Data listing
##########

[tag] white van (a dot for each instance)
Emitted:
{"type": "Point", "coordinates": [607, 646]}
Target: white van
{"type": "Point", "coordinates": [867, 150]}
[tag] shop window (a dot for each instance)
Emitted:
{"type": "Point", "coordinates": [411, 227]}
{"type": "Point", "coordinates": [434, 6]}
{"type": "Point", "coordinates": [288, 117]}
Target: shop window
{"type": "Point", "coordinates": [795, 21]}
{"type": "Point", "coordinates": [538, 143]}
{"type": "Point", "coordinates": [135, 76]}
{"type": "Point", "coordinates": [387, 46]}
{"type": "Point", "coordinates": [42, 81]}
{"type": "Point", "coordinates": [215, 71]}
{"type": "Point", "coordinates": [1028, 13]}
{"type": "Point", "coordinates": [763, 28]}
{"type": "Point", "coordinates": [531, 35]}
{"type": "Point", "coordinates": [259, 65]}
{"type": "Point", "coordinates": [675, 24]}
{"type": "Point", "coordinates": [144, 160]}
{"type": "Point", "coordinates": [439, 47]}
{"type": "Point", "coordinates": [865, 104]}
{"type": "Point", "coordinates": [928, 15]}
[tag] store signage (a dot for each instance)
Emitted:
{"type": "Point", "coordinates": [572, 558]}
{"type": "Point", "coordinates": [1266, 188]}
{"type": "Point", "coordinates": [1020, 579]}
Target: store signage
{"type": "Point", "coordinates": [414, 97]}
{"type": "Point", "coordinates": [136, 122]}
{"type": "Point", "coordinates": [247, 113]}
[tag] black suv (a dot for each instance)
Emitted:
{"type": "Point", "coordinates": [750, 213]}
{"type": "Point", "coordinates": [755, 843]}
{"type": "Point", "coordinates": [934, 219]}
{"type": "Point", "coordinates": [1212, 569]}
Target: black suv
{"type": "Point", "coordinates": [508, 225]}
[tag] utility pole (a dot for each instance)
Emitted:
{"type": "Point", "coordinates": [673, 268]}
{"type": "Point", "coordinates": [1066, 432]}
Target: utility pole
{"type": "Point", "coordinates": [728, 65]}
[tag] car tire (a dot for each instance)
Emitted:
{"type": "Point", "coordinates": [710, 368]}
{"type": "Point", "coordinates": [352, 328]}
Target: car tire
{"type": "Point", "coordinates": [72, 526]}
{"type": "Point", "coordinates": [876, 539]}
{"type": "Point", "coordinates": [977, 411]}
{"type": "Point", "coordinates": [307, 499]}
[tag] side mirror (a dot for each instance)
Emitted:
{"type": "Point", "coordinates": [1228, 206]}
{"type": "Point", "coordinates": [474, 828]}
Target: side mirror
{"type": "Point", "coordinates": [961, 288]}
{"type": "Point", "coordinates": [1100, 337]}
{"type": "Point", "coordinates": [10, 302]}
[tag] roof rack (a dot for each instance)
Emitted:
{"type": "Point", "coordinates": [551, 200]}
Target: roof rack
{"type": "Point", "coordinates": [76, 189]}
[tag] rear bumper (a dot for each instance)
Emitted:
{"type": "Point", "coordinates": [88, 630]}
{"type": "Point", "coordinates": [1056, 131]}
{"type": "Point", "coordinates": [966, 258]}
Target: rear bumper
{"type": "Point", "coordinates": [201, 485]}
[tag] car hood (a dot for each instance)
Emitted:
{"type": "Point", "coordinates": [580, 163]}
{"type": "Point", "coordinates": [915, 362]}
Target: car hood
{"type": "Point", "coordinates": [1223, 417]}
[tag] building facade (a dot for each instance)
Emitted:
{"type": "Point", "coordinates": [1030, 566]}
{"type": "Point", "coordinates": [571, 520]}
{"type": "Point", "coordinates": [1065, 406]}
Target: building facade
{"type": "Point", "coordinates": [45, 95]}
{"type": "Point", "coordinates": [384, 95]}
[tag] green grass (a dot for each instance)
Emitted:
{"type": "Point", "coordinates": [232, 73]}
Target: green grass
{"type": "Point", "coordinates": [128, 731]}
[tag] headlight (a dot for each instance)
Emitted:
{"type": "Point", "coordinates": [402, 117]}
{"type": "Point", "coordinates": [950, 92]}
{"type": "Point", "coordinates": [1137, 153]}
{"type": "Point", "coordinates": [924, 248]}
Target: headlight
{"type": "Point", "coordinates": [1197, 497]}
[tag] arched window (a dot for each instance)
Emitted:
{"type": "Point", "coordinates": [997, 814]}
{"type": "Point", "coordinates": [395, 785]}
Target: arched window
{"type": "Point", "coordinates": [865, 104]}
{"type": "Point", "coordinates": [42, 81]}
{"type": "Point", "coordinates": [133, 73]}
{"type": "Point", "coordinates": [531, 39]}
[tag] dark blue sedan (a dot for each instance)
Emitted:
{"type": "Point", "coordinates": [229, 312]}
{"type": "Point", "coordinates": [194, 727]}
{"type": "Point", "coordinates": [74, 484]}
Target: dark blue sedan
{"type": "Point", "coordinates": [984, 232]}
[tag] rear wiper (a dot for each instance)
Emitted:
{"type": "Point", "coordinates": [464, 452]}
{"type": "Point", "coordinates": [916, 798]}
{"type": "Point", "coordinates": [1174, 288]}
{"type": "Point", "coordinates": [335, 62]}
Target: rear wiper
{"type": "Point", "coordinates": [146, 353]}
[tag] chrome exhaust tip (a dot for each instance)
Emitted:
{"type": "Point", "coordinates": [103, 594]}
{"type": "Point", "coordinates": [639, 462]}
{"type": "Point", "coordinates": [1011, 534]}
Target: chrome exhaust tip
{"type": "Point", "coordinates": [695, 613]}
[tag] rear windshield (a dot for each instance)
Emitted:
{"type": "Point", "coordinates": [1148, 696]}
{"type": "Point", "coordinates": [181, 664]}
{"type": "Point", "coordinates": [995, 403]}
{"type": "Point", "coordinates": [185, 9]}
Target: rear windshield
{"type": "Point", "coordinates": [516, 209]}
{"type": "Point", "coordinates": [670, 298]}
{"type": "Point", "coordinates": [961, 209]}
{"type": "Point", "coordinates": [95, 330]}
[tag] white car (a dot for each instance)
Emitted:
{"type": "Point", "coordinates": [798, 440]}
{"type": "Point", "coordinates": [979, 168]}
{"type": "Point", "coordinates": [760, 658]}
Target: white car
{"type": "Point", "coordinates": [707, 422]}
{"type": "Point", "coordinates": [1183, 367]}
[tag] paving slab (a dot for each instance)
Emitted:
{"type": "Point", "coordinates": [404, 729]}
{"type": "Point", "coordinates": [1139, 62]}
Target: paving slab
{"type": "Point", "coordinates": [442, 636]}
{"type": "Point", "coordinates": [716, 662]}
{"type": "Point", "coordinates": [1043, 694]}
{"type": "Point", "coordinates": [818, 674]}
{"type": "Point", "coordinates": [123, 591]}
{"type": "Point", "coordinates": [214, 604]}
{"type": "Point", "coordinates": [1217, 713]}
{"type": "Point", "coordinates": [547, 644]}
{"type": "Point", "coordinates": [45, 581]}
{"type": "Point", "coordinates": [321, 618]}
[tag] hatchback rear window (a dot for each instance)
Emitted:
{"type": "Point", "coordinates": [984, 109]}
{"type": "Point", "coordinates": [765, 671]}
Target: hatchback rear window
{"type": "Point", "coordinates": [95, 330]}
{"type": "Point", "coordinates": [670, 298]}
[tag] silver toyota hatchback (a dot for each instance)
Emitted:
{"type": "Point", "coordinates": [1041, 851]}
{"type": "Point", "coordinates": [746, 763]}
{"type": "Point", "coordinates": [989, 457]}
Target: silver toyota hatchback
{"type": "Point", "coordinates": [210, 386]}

##########

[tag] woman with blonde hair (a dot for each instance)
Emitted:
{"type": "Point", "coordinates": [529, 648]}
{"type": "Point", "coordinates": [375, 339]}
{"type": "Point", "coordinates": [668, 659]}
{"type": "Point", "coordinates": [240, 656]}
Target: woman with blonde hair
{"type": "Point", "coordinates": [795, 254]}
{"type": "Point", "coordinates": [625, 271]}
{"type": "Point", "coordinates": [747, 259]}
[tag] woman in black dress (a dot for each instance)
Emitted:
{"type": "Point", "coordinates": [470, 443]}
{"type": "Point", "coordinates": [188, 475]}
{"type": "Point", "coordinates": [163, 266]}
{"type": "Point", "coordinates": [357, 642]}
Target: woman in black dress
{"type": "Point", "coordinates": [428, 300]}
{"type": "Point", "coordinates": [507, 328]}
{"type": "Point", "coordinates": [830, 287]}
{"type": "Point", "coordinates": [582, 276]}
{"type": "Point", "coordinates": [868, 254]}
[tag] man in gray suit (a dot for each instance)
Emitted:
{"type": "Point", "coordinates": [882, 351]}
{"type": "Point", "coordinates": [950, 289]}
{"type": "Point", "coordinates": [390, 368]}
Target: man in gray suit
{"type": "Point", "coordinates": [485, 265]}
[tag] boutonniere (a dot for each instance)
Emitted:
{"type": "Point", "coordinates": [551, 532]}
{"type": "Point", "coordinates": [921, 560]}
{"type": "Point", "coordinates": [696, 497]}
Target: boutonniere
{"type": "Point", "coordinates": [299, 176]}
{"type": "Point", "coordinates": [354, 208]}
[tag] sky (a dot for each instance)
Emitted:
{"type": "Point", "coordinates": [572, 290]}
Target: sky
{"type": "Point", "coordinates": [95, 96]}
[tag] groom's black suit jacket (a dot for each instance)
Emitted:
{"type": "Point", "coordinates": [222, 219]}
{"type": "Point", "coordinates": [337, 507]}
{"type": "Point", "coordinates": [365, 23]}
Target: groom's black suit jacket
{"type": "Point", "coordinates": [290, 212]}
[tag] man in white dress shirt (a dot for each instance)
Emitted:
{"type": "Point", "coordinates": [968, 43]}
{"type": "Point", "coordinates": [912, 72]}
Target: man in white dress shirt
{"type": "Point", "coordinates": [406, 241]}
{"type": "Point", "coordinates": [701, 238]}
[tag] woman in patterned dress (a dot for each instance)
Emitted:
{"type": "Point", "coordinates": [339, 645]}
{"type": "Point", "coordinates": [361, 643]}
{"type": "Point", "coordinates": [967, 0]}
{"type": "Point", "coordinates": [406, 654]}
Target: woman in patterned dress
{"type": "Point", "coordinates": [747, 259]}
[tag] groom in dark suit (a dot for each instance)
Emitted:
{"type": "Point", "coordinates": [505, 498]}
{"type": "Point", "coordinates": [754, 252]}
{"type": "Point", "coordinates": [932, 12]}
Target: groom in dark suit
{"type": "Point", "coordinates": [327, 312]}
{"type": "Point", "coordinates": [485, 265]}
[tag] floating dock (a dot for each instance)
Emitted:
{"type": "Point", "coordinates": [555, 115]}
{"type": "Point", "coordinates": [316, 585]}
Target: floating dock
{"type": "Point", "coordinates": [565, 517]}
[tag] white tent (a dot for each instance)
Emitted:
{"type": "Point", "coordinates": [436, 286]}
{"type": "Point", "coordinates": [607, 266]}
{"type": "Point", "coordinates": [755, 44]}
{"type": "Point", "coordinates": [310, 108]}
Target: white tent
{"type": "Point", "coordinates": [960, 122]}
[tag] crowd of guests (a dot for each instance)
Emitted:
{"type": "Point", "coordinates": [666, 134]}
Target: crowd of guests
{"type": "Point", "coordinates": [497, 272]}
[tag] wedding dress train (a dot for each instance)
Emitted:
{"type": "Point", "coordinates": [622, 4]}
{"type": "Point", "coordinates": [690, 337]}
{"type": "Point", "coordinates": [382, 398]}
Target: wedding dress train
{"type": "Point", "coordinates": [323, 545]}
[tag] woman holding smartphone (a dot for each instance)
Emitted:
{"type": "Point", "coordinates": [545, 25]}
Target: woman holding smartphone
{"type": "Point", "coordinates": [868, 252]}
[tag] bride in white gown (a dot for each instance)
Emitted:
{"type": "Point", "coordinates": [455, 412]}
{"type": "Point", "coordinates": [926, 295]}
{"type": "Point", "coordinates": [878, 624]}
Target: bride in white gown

##########

_THE PROBLEM_
Copy out the data above without any change, from the line containing "[tag] woman holding" through the line containing "Target: bride in white gown", with both of those lines included.

_EXERCISE OUTPUT_
[tag] woman holding smartphone (a dot for each instance)
Emitted:
{"type": "Point", "coordinates": [545, 25]}
Target: woman holding smartphone
{"type": "Point", "coordinates": [868, 252]}
[tag] bride in white gown (a dot for each instance)
Emitted:
{"type": "Point", "coordinates": [455, 412]}
{"type": "Point", "coordinates": [926, 295]}
{"type": "Point", "coordinates": [878, 624]}
Target: bride in white gown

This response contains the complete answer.